**ACTIVITY:** Go over the entries below line by line, copying each one that contains the word "before".

(Stored data)
#####
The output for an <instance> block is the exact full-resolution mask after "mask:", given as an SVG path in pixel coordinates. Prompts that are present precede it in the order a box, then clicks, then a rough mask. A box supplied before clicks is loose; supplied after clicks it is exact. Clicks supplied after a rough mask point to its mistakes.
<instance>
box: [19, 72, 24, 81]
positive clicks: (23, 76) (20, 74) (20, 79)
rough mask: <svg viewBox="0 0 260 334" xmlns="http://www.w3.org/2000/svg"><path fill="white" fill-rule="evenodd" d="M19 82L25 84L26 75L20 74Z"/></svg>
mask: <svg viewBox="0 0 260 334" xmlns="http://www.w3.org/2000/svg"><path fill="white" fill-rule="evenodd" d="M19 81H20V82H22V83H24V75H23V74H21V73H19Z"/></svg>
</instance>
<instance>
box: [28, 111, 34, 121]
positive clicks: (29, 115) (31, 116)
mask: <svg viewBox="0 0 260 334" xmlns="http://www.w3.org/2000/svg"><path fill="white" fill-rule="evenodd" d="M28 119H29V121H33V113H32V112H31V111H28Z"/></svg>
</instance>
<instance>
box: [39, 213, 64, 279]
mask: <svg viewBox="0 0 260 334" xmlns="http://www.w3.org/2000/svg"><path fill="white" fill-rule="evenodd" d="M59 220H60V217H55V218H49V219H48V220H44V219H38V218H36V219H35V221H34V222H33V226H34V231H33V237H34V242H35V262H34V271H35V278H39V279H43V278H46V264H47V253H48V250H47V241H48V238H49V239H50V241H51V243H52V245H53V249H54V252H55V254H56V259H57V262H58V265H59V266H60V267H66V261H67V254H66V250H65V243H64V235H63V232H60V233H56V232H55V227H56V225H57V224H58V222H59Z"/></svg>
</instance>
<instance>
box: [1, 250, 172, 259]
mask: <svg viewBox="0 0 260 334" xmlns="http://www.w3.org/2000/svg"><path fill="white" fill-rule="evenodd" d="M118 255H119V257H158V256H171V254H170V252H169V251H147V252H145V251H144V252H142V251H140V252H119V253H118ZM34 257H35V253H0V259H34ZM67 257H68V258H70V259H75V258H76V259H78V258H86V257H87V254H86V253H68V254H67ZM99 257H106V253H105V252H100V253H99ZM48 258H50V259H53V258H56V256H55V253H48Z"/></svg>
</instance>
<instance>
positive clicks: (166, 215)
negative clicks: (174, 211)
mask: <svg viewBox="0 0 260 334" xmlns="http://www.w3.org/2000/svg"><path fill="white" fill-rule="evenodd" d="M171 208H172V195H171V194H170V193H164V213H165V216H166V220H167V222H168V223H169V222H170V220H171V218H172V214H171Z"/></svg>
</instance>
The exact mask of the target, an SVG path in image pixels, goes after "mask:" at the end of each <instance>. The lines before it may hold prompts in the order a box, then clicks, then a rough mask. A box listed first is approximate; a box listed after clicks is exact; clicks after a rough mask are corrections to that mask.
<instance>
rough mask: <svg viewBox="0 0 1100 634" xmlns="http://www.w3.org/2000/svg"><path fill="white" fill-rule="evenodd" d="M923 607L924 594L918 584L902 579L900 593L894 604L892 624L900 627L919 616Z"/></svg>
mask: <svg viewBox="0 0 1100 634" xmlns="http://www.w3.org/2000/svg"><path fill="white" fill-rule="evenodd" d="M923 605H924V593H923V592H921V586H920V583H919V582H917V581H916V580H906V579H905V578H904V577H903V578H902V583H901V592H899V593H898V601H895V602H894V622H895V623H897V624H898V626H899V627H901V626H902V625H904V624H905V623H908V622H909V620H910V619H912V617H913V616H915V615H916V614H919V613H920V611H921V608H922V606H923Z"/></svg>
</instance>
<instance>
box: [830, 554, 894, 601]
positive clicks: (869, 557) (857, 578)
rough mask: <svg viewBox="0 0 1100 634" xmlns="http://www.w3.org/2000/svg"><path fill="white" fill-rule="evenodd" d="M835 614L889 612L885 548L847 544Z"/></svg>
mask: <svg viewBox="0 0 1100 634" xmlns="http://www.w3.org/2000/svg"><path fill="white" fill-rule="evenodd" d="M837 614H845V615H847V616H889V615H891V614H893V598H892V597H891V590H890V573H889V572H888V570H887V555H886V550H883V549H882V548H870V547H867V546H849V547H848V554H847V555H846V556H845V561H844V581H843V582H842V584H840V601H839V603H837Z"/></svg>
#####
**ANSWER SPACE:**
The output for an <instance> block is the exact full-resolution mask after "mask:", given as an SVG path in pixel coordinates. Prompts that are present precede it in the order a box, then clicks, then a rough mask. A box supplied before clicks is loose; supplied after clicks it is exact. Clicks supplied after a rough mask point to its mistakes.
The exact mask of the target, an SVG path in image pixels, goes after "mask:" at the end of each <instance>. The lines before it may hold prompts in the order a box, then clicks, then a rough mask. A box listed first is approximate; a box listed after clicks is exact; clicks after a rough mask are corrections to that mask.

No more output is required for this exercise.